Less than two months after an accelerated approval from the FDA, a drug combination featuring Pfizer’s Braftovi has turned in positive trial results that could set it up for a full approval.
The drug cocktail includes Braftovi, Eli Lilly’s Erbitux and the chemo regimen mFOLFOX6. In patients with metastatic colorectal cancer harboring a BRAF V600E mutation, the combo not only staved off disease progression but it also significantly extended patients’ lives compared with standard chemotherapy, with or without bevacizumab, the phase 3 Breakwater study has found.
The benefits on both the progression-free survival and overall survival metrics were “statistically significant and clinically meaningful,” Pfizer said in a Monday press release.
The Braftovi-Erbitux-chemo combo in December won an FDA accelerated approval based on tumor shrinkage data from the same trial. Now, Pfizer plans to use the updated analysis to seek a full approval.
BRAF V600E-mutated colorectal cancer represents a niche indication, accounting for an estimated 8% to 12% of metastatic colorectal cancer cases. The Braftovi-Erbitux-chemo regimen is the first treatment approved for first-line use in this tumor type.

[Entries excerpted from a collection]

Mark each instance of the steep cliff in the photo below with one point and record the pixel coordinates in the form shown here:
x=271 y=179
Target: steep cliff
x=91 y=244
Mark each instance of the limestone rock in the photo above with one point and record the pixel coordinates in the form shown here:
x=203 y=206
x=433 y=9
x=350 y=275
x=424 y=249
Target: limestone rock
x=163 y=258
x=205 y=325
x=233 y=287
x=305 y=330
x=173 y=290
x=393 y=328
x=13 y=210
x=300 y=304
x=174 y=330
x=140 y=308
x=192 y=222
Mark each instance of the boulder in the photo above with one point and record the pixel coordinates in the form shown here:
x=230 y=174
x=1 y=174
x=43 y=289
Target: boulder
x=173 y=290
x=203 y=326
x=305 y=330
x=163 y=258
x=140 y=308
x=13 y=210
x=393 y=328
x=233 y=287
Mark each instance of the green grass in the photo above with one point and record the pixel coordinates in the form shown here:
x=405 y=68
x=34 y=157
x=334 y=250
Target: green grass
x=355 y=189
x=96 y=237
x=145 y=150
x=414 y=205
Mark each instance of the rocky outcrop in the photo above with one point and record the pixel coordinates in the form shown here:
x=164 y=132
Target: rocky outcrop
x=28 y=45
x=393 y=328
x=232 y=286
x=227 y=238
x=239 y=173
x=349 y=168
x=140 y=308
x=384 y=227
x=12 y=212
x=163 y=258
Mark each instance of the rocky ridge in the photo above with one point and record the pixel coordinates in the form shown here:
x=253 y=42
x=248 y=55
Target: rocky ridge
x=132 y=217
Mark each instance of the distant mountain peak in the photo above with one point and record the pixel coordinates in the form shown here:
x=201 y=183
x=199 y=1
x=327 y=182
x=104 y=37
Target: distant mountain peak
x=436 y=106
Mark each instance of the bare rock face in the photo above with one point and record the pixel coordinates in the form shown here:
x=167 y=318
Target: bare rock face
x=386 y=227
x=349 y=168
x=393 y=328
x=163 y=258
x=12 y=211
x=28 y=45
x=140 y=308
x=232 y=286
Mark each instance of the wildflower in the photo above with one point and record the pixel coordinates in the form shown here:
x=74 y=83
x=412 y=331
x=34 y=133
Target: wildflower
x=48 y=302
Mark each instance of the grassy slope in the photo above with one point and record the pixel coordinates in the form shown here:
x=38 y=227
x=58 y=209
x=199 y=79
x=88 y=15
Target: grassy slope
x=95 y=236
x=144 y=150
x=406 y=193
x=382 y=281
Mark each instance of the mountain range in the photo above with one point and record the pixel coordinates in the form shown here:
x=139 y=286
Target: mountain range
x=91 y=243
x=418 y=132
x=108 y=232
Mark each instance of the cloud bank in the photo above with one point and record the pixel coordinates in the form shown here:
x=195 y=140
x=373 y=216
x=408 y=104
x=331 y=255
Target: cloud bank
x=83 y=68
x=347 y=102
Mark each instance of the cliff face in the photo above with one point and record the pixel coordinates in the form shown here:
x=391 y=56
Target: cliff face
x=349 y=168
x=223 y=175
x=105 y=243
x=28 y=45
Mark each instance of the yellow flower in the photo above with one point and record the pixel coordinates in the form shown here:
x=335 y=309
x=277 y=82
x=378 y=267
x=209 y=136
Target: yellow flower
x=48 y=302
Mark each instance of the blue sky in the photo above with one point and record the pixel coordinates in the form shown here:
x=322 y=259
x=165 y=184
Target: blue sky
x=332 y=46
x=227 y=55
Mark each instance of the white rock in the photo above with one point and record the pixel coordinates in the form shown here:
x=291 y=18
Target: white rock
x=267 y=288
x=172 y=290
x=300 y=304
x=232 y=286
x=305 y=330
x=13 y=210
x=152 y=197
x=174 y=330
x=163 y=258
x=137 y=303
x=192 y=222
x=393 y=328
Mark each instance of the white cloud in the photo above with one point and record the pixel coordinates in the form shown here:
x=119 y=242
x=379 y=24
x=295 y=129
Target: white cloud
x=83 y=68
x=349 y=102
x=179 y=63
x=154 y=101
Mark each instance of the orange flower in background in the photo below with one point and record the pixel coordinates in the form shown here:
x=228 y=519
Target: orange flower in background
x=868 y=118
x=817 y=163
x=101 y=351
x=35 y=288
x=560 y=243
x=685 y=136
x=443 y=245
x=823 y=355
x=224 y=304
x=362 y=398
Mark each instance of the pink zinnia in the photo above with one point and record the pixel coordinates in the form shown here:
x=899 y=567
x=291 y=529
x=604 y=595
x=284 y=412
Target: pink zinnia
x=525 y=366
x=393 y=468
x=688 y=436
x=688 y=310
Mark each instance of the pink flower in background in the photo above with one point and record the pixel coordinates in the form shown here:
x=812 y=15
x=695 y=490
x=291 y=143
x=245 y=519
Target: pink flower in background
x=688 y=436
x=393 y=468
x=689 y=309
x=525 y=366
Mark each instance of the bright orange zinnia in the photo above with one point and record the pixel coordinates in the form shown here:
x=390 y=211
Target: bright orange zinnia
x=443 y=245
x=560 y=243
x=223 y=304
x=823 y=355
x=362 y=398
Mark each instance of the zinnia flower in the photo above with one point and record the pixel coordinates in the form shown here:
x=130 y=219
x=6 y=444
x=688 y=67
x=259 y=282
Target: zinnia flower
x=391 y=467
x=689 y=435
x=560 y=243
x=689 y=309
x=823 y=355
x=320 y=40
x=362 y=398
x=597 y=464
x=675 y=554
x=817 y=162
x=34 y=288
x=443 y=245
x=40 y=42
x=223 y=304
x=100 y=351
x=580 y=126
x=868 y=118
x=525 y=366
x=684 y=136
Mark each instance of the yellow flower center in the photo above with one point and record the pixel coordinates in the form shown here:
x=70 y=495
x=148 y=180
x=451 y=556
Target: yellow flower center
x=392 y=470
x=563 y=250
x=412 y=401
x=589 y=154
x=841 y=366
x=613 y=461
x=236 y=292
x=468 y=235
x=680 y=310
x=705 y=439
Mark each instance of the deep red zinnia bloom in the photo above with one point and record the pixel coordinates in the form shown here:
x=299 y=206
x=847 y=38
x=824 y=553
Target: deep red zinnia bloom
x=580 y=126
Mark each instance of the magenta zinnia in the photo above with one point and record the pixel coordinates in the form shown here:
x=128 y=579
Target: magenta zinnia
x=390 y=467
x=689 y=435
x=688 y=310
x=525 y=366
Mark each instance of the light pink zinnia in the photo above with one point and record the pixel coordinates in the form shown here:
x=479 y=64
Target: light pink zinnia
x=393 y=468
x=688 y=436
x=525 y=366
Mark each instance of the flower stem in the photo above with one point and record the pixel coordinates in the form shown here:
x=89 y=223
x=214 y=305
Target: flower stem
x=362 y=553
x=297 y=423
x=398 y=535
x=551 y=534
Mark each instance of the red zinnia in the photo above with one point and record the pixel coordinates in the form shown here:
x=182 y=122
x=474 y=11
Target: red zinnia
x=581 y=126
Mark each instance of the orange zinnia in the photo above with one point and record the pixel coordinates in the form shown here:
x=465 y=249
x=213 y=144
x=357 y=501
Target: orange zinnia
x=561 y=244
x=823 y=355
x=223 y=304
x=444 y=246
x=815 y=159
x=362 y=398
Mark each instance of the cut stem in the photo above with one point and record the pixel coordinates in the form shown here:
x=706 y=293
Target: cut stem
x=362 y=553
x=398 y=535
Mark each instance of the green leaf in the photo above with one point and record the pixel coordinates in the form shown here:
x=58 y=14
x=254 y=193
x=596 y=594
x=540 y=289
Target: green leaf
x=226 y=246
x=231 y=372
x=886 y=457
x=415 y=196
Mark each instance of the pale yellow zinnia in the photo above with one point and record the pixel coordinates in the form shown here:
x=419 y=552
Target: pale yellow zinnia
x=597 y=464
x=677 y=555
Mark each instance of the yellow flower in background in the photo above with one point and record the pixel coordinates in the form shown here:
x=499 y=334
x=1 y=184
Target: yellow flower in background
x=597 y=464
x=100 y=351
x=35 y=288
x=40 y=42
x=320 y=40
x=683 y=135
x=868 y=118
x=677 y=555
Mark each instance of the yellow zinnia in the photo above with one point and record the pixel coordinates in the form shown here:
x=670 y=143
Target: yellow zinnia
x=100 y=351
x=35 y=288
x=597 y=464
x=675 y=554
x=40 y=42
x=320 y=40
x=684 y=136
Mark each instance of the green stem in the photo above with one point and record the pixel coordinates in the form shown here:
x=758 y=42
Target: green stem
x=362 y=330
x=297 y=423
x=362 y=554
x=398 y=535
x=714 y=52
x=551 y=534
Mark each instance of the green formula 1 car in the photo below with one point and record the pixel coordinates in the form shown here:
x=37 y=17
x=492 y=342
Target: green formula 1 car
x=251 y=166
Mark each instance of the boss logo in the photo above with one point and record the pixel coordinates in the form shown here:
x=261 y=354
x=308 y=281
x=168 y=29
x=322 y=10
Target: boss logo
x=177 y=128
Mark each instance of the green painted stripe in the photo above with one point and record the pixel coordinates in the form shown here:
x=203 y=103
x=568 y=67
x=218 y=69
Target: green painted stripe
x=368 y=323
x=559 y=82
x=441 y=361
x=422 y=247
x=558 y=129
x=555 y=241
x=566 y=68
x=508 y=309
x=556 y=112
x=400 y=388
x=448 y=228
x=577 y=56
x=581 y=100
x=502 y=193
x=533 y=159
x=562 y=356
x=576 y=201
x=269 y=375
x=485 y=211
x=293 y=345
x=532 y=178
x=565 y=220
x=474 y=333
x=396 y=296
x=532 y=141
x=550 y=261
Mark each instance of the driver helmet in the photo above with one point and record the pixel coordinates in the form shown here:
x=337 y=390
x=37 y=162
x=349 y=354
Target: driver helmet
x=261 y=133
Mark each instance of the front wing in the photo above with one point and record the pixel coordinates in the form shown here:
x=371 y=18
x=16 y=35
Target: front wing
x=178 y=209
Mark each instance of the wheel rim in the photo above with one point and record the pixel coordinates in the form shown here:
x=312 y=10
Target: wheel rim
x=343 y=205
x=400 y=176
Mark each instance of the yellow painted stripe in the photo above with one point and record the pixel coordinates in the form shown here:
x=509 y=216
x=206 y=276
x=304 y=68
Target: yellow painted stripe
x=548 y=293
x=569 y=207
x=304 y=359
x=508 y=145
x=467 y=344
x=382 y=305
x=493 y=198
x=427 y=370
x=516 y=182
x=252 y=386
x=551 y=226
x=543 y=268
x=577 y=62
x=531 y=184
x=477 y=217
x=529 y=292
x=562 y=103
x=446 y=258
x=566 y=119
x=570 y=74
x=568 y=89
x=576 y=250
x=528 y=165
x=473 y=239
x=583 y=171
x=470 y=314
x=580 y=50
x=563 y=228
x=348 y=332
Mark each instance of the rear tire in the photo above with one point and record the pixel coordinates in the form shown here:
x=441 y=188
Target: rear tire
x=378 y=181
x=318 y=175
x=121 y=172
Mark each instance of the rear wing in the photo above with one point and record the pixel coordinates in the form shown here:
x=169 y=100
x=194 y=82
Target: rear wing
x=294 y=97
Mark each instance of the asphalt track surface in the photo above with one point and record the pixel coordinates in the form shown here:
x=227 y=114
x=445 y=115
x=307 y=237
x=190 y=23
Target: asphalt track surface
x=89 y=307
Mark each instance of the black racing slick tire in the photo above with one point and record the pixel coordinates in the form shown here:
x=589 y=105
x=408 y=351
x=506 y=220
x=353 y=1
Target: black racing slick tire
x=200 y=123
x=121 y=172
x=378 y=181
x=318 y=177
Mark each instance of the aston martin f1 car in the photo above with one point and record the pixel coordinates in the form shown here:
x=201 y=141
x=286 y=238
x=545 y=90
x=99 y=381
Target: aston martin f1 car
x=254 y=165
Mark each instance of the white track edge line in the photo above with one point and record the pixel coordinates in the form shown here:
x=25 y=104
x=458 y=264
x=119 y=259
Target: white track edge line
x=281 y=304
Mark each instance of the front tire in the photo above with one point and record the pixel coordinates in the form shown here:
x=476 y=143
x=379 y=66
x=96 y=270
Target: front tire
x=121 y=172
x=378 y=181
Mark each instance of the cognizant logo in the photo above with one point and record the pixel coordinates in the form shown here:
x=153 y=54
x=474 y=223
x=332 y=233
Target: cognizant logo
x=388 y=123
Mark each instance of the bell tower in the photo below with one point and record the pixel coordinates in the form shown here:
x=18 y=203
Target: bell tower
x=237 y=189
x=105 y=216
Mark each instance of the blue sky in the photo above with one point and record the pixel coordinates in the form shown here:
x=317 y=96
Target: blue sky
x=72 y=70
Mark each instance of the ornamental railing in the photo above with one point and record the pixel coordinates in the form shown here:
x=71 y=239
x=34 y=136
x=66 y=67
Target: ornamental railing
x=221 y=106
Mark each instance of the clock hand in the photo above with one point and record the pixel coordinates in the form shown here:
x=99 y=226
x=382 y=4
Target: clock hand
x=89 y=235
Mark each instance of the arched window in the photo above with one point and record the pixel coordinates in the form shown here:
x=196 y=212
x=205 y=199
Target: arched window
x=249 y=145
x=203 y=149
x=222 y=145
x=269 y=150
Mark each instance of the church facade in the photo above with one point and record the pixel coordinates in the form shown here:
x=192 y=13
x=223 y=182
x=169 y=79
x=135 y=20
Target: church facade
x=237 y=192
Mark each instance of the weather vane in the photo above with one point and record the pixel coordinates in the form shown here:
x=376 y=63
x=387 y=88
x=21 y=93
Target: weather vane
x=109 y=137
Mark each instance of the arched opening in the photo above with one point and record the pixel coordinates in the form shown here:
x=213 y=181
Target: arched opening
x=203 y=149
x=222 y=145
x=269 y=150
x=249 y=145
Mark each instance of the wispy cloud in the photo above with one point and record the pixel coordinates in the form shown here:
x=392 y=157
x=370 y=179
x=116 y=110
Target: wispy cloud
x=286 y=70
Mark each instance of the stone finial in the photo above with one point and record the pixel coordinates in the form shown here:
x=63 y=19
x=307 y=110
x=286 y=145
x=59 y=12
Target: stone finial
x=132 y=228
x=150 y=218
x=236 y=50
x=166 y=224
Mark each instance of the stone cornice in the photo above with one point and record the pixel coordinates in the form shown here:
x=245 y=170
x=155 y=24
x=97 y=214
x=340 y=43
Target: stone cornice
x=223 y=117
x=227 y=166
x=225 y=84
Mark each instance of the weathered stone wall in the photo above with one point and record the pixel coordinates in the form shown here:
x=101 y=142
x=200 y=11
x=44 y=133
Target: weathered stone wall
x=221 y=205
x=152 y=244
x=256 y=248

What this task involves |
Please answer these questions about the Braftovi article above, one per line:
1. What three treatments make up the drug combination?
2. What data was the December FDA accelerated approval based on?
3. What estimated share of metastatic colorectal cancer cases carries a BRAF V600E mutation?

Solution to this task |
1. Braftovi, Eli Lilly’s Erbitux and the chemo regimen mFOLFOX6.
2. Tumor shrinkage data from the same trial.
3. An estimated 8% to 12%.